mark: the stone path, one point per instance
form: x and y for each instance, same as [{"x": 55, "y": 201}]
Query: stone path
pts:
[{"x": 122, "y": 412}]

----------

All of the records above should be given again exactly as written.

THE COMPLETED TASK ::
mark: the stone path, one point per instance
form: x and y for each instance, same as [{"x": 55, "y": 201}]
Query: stone path
pts:
[{"x": 122, "y": 412}]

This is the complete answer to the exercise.